* STATED EXERCISE
Write out everything from the line containing "Migration corridor cam — highlight the small" down to the line containing "[124,0,634,359]", both included, as a JSON list of strings, one per line, with blank lines omitted and the pictures left out.

[Start of EXERCISE MATERIAL]

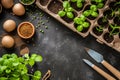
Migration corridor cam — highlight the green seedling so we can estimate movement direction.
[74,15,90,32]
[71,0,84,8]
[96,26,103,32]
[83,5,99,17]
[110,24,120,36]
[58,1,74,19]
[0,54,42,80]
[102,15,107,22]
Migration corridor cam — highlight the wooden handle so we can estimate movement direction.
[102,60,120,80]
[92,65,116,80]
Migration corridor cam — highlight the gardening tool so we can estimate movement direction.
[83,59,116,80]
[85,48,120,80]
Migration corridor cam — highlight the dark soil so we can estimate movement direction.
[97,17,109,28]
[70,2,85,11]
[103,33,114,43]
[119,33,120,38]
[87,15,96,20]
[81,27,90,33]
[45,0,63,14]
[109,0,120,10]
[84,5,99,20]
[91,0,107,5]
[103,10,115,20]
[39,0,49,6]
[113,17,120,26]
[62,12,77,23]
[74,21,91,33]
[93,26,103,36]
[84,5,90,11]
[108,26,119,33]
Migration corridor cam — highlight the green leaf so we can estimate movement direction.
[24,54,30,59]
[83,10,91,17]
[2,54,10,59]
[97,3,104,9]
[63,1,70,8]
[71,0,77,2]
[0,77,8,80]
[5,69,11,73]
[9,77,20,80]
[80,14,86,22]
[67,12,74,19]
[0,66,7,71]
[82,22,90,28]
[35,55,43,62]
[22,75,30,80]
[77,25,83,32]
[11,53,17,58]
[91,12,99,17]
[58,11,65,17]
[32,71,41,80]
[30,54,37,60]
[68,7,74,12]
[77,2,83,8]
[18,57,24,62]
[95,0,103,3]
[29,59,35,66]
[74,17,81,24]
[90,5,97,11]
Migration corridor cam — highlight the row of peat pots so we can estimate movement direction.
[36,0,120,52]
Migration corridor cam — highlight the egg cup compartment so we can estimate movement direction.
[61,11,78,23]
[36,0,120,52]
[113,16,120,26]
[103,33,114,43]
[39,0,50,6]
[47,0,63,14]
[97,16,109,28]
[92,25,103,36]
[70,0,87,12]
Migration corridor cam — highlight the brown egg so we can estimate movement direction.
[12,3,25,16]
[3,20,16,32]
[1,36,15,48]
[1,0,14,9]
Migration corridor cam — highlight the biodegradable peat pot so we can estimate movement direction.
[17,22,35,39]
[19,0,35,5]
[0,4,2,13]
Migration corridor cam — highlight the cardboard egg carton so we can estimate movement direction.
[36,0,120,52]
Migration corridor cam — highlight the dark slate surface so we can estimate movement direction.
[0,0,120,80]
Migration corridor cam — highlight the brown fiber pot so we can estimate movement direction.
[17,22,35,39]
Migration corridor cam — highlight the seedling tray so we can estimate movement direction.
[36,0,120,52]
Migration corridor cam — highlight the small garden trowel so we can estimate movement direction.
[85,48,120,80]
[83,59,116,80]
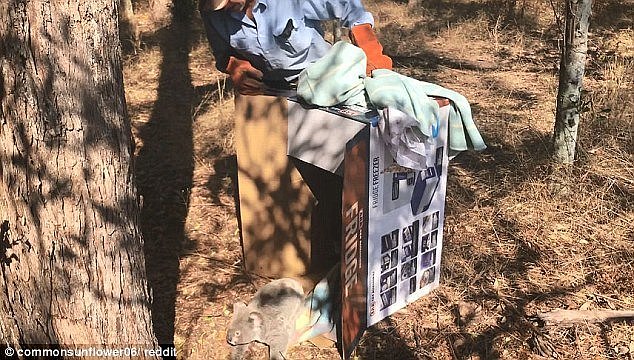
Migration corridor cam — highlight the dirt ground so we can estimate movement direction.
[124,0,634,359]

[End of EXERCISE MATERIAL]
[Start of EXERCISE MATERIAL]

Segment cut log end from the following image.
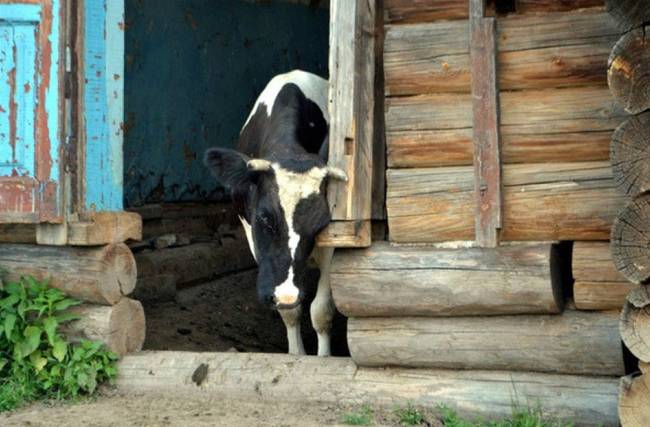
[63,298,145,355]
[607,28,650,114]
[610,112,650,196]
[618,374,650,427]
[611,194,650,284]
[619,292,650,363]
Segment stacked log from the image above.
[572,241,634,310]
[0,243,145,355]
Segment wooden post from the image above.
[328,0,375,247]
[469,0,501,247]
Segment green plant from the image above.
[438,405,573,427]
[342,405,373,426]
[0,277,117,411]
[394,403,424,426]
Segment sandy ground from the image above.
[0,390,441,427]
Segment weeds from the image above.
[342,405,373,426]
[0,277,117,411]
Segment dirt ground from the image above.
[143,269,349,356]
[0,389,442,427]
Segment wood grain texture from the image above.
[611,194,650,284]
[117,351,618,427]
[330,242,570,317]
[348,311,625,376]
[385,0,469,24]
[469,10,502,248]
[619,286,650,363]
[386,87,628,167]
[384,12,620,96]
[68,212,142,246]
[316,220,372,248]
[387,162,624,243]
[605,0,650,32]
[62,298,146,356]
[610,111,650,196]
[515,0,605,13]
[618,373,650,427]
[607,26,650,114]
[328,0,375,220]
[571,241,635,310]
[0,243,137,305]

[End of EXERCISE MATERIAL]

* RESPONSE TO THIS TASK
[
  "Migration corridor cam — highlight the small garden trowel so we can estimate movement direction.",
  "[85,48,120,80]",
  "[83,59,116,80]",
  "Migration corridor cam — highlight the dirt ground so we can estimate movement direction.",
  "[124,0,634,359]"
]